Quoted passage:
The daily series of mean maximum and minimum temperature departures from the model’s mean annual cycle at each station location for each day of the month have been averaged over the 1990–94 period and are shown in Fig. 7. None of the mean deviations exceed 0.9°C and they are not significant at the 5% level. Time series of daily precipitation totals plotted by day of the month also show no obvious trend.

These series show that the regional model’s climate is essentially stable throughout the course of a 1-month run with little evidence for an initial “settling-in” period or a subsequent drift. Model runs for longer than 1 month appear to be possible but are presently ruled out by the technical requirement that the sea temperature and surface roughness be held at their initial values.

## 4. Regression analysis

### a. Daily predictions

The variance reductions achieved in estimating daily station anomalies for the entire 15-yr period by the screening regression technique are shown in Fig. 8. For maximum temperature, *T*_{x}, the predictor sets described in section 2c were made available to the regression routines at local noon (0000 UTC) and the following midnight, to bracket the afternoon period in which the maximum usually occurs. The largest variance reductions, some in excess of 70%, are found down the east coast of both islands in the lee of the mountain ranges where the temperatures are most variable. The effect is to produce a standard error of around 2°C over most of the country, regardless of the initial temperature variance. The 1000–500-hPa thickness at local noon was the principal predictor over most of the country but, east of the ranges in both islands, indicators of westerly wind strength were also important and became the leading predictor at a number of South Island stations. On the northwest coast of the South Island the 500-hPa EOF corresponding to westerly flow was the only major predictor. In these cases where high variance reductions were achieved, up to 80% of the overall variance reduction came from the first predictor.

For minimum temperature, *T*_{n}, the regional and local predictor sets were specified at local midnight (1200 UTC) and noon, preceding and following its most probable time of occurrence by a few hours. The variance reductions are relatively uniform across the country, ranging generally between 40% and 55%, except for the southeast of the South Island where the weather is most changeable. The principal predictors chosen were all from 1200 UTC. In all but seven cases the 1000–500-hPa thickness anomaly was the principal predictor, explaining up to 48% of the variance, but this relation breaks down in the southeast of the South Island where it drops to below 20%. In the remaining seven stations, located in the southern North Island, a predictor representing northerly flow was the first choice. The second predictor selected after the thickness anomaly was typically an indicator of the anomalous northerly flow or of the surface wind speed.

Recorded data:
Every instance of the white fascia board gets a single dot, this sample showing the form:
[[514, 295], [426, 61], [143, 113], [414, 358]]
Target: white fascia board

Goals:
A. In the model climate text, which predictor was the principal one for minimum temperature at all but seven stations?
B. Translate this sentence from the model climate text into Spanish: "None of the mean deviations exceed 0.9°C and they are not significant at the 5% level."
The lines play no part in this work.

Answers to the tasks:
A. The 1000–500-hPa thickness anomaly.

B. Ninguna de las desviaciones medias supera los 0,9 °C y no son significativas al nivel del 5 %.